Entries >>

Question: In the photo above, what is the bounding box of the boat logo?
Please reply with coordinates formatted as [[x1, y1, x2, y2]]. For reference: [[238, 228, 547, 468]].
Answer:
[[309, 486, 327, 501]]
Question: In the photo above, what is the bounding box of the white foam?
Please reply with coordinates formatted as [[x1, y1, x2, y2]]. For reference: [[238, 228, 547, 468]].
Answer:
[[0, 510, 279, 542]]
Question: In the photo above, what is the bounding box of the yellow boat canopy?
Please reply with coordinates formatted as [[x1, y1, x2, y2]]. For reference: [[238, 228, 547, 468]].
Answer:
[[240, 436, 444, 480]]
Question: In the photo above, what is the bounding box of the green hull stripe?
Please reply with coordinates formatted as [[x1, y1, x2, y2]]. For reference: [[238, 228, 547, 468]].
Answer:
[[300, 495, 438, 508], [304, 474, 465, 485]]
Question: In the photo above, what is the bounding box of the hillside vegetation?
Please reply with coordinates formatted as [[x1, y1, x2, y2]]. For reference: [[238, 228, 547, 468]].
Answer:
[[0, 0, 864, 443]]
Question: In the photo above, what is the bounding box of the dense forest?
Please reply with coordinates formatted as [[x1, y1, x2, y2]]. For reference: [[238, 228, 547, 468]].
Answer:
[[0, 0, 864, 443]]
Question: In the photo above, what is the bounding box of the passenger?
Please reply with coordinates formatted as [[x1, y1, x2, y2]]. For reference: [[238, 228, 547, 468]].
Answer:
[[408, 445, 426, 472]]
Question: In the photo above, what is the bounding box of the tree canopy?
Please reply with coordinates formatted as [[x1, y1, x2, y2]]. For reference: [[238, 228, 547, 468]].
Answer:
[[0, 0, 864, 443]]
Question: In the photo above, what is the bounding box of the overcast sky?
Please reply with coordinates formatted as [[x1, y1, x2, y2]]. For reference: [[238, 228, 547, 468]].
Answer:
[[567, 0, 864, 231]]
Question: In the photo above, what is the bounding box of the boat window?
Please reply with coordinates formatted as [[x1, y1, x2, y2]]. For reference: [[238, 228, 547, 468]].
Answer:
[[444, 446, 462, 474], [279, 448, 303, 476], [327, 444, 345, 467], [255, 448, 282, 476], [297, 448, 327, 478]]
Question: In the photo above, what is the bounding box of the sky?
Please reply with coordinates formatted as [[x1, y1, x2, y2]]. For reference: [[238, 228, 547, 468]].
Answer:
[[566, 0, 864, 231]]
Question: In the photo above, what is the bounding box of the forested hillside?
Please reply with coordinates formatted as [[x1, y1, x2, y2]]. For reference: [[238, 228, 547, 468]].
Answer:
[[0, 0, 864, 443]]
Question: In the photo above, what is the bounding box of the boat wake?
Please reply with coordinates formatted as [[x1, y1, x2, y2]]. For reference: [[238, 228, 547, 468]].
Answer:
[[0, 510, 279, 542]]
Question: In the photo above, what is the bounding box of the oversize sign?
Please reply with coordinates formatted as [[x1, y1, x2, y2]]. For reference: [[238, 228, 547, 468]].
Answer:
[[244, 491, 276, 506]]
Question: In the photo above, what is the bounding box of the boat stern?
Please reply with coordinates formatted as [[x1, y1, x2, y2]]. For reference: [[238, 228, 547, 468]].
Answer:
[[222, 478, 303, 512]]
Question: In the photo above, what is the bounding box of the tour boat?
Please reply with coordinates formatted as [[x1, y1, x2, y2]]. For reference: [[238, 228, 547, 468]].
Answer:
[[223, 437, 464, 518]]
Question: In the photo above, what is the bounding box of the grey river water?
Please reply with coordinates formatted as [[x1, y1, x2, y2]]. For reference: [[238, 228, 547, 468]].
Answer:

Task details >> Copy the entire listing above word for word, from its first line through its last.

Task answer >>
Question: In the photo above, what is the bounding box of the boat logo?
Please reply with coordinates formatted as [[x1, y1, x2, y2]]. For reference: [[238, 228, 547, 468]].
Answer:
[[309, 486, 327, 501]]
Question: In the photo above, what is the bounding box of the white foam?
Please reply with coordinates formatted as [[x1, y1, x2, y2]]. For reference: [[238, 228, 547, 468]].
Answer:
[[0, 510, 279, 542]]
Question: In the photo above, what is the bounding box of the yellow boat canopy?
Please reply with coordinates formatted as [[x1, y1, x2, y2]]. For reference: [[238, 228, 547, 468]].
Answer:
[[240, 436, 444, 480]]
Question: In the photo above, what is the bounding box of the green hull stripe?
Please reply with coordinates formatted as [[x1, y1, x2, y2]]. For reference: [[238, 228, 547, 468]].
Answer:
[[300, 495, 438, 508], [304, 474, 465, 485]]
Question: In the photo above, what is the bounding box of the hillside vegetation?
Please reply with coordinates formatted as [[x1, y1, x2, y2]]. For reference: [[238, 228, 547, 468]].
Answer:
[[0, 0, 864, 443]]
Question: In the photo above, what is the bounding box of the dense forest?
Please reply with coordinates formatted as [[x1, y1, x2, y2]]. For reference: [[238, 228, 547, 468]].
Answer:
[[0, 0, 864, 443]]
Question: In the photo above, what is the bounding box of the passenger?
Please reply with coordinates formatted as [[x1, y1, x2, y2]]. For reference: [[238, 228, 547, 468]].
Answer:
[[408, 445, 426, 472]]
Question: In the photo above, what is the bounding box of the tree canopy?
Please reply with coordinates formatted as [[x1, y1, x2, y2]]. For reference: [[238, 228, 547, 468]].
Answer:
[[0, 0, 864, 443]]
Question: In the photo above, what is the bounding box of the overcast sky?
Please reply with coordinates formatted as [[x1, y1, x2, y2]]. For reference: [[238, 228, 547, 468]].
Answer:
[[567, 0, 864, 231]]
Question: In the photo above, what is the bounding box of the boat window?
Please reply with coordinates formatted as [[x1, y1, x2, y2]]. For reference: [[238, 228, 547, 468]].
Answer:
[[444, 446, 462, 474], [279, 448, 303, 476], [327, 444, 345, 467], [255, 448, 282, 476], [297, 448, 327, 478]]
Question: In the photo above, what is the bounding box of the sky?
Please reply with coordinates formatted as [[x1, y1, x2, y2]]. For reference: [[238, 228, 547, 468]].
Answer:
[[566, 0, 864, 231]]
Question: In the photo above, what is the bounding box of the forested hillside?
Please reply with coordinates formatted as [[x1, y1, x2, y2]]. For reference: [[238, 228, 547, 468]].
Answer:
[[0, 0, 864, 443]]
Question: In the photo above, what is the bounding box of the boat wake?
Please reply with coordinates formatted as [[x1, y1, x2, y2]]. For reference: [[238, 228, 547, 468]].
Answer:
[[0, 510, 279, 542]]
Question: In the photo above, what is the bounding box of the oversize sign?
Please reply with coordinates formatted as [[x1, y1, x2, y2]]. For reference: [[238, 228, 547, 468]].
Answer:
[[244, 491, 276, 506]]
Question: In the photo above, what is the bounding box of the boat stern?
Please reply with coordinates formatted as [[x1, y1, x2, y2]]. For reference: [[238, 228, 547, 468]].
Answer:
[[222, 478, 303, 512]]
Question: In the photo above, what is the bounding box of the tour boat?
Please reply with coordinates formatted as [[x1, y1, x2, y2]]. For reference: [[238, 228, 547, 468]].
Answer:
[[223, 437, 464, 518]]
Question: In the photo above, what is the bounding box of the grey river water?
Please reply with coordinates formatted as [[x1, y1, x2, y2]]. For reference: [[238, 228, 547, 468]].
Answer:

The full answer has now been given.